> **EXCERPTED RECORDS**
******

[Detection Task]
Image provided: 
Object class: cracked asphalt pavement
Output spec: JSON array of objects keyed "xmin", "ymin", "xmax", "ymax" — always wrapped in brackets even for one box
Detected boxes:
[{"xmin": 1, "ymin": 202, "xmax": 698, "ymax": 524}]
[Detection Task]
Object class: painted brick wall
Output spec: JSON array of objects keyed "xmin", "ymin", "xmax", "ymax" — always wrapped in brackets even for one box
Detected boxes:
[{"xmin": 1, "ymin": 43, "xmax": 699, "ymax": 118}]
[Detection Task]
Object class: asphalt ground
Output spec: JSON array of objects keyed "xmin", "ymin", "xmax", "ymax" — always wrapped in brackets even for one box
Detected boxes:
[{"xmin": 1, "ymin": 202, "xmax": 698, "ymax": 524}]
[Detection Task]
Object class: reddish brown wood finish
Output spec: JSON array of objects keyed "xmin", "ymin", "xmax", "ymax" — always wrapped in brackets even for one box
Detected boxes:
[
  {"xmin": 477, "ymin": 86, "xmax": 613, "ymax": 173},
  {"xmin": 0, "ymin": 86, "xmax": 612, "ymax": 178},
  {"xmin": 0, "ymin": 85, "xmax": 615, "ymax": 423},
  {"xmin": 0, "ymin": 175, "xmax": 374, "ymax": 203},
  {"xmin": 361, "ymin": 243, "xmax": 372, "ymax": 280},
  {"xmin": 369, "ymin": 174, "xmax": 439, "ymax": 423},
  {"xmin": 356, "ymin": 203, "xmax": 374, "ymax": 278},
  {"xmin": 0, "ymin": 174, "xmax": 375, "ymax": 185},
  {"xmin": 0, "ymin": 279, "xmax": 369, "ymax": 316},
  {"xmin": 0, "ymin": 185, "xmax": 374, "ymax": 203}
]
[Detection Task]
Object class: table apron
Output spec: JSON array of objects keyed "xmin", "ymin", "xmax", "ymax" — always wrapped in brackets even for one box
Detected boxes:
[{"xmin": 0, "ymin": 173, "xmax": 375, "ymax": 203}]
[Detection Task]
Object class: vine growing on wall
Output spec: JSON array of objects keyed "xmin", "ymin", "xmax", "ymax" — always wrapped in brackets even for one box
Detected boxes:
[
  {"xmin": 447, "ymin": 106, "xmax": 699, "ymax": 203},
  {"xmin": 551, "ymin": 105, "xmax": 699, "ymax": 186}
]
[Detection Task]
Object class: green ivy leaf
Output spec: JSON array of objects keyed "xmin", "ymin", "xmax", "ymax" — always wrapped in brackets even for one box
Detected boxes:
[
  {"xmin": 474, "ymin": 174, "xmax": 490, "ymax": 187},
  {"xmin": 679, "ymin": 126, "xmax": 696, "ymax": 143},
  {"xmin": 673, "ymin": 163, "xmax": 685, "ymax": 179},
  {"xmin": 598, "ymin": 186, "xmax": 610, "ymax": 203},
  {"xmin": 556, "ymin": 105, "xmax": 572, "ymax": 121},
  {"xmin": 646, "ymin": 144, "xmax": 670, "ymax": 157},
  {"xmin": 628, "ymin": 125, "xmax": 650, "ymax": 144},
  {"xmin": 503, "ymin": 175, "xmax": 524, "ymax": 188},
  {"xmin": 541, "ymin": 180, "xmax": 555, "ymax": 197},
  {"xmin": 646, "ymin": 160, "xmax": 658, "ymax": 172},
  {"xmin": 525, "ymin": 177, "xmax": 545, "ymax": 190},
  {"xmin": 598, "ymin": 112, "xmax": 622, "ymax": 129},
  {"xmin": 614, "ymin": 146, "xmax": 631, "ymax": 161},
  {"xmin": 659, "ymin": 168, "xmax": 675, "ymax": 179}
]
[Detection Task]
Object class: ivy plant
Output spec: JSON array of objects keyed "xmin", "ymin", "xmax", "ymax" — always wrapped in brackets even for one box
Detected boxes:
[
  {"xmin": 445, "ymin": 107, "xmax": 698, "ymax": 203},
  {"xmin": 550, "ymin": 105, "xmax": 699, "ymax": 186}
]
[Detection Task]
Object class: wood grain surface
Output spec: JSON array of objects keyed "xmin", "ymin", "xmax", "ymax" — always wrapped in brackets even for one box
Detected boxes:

******

> **WORK REQUIRED**
Print all the data exactly as shown above.

> **EXERCISE ANSWER**
[Detection Task]
Image provided: 
Object class: cracked asphalt pavement
Output spec: JSON array of objects keyed "xmin", "ymin", "xmax", "ymax" — always wrapped in brackets even for one box
Detected boxes:
[{"xmin": 1, "ymin": 202, "xmax": 698, "ymax": 524}]
[Detection Task]
Object class: painted brick wall
Output spec: JSON array of objects keyed "xmin", "ymin", "xmax", "ymax" — always wrapped in brackets even for one box
Detected boxes:
[{"xmin": 1, "ymin": 43, "xmax": 699, "ymax": 118}]
[Detection Task]
Object class: asphalt ground
Output spec: JSON array of objects keyed "xmin", "ymin", "xmax", "ymax" — always wrapped in brackets even for one box
Detected boxes:
[{"xmin": 1, "ymin": 202, "xmax": 698, "ymax": 524}]
[Detection Task]
Object class: reddish brown wood finish
Output spec: JSON array of objects keyed "xmin", "ymin", "xmax", "ymax" — always wrapped in brackets even for one box
Detected boxes:
[
  {"xmin": 477, "ymin": 86, "xmax": 613, "ymax": 173},
  {"xmin": 0, "ymin": 86, "xmax": 612, "ymax": 178},
  {"xmin": 0, "ymin": 85, "xmax": 615, "ymax": 423},
  {"xmin": 0, "ymin": 175, "xmax": 374, "ymax": 203},
  {"xmin": 361, "ymin": 243, "xmax": 372, "ymax": 280},
  {"xmin": 369, "ymin": 174, "xmax": 439, "ymax": 423},
  {"xmin": 356, "ymin": 203, "xmax": 374, "ymax": 278},
  {"xmin": 0, "ymin": 174, "xmax": 375, "ymax": 185},
  {"xmin": 0, "ymin": 279, "xmax": 369, "ymax": 316},
  {"xmin": 0, "ymin": 185, "xmax": 374, "ymax": 203}
]
[Detection Task]
Object class: table apron
Output spec: JSON array of objects keyed "xmin", "ymin", "xmax", "ymax" — always wrapped in brackets even for one box
Detected boxes:
[{"xmin": 0, "ymin": 173, "xmax": 375, "ymax": 203}]
[Detection Task]
Object class: vine growing on wall
Output spec: JSON array of objects keyed "xmin", "ymin", "xmax", "ymax" — always wrapped in brackets even for one box
Detected boxes:
[
  {"xmin": 447, "ymin": 106, "xmax": 699, "ymax": 203},
  {"xmin": 551, "ymin": 105, "xmax": 699, "ymax": 186}
]
[Detection Task]
Object class: green ivy leaf
Output spec: JSON array of objects keyed "xmin", "ymin", "xmax", "ymax" — always wrapped in brackets even for one box
Detected boxes:
[
  {"xmin": 474, "ymin": 174, "xmax": 490, "ymax": 187},
  {"xmin": 679, "ymin": 126, "xmax": 696, "ymax": 143},
  {"xmin": 673, "ymin": 163, "xmax": 685, "ymax": 179},
  {"xmin": 598, "ymin": 186, "xmax": 610, "ymax": 203},
  {"xmin": 556, "ymin": 105, "xmax": 572, "ymax": 121},
  {"xmin": 646, "ymin": 144, "xmax": 670, "ymax": 157},
  {"xmin": 628, "ymin": 125, "xmax": 650, "ymax": 144},
  {"xmin": 503, "ymin": 175, "xmax": 524, "ymax": 188},
  {"xmin": 541, "ymin": 180, "xmax": 555, "ymax": 197},
  {"xmin": 646, "ymin": 160, "xmax": 658, "ymax": 172},
  {"xmin": 525, "ymin": 177, "xmax": 545, "ymax": 190},
  {"xmin": 598, "ymin": 112, "xmax": 622, "ymax": 129},
  {"xmin": 614, "ymin": 146, "xmax": 631, "ymax": 161},
  {"xmin": 659, "ymin": 168, "xmax": 675, "ymax": 179}
]
[Detection Task]
Object class: ivy plant
Output spec: JSON array of objects keyed "xmin", "ymin", "xmax", "ymax" — always wrapped in brackets even for one box
Detected boxes:
[
  {"xmin": 445, "ymin": 107, "xmax": 698, "ymax": 203},
  {"xmin": 550, "ymin": 105, "xmax": 699, "ymax": 186}
]
[Detection Task]
Object class: wood grain surface
Output spec: JSON array of objects keyed "xmin", "ymin", "xmax", "ymax" — always wrapped in brackets even for one box
Detected boxes:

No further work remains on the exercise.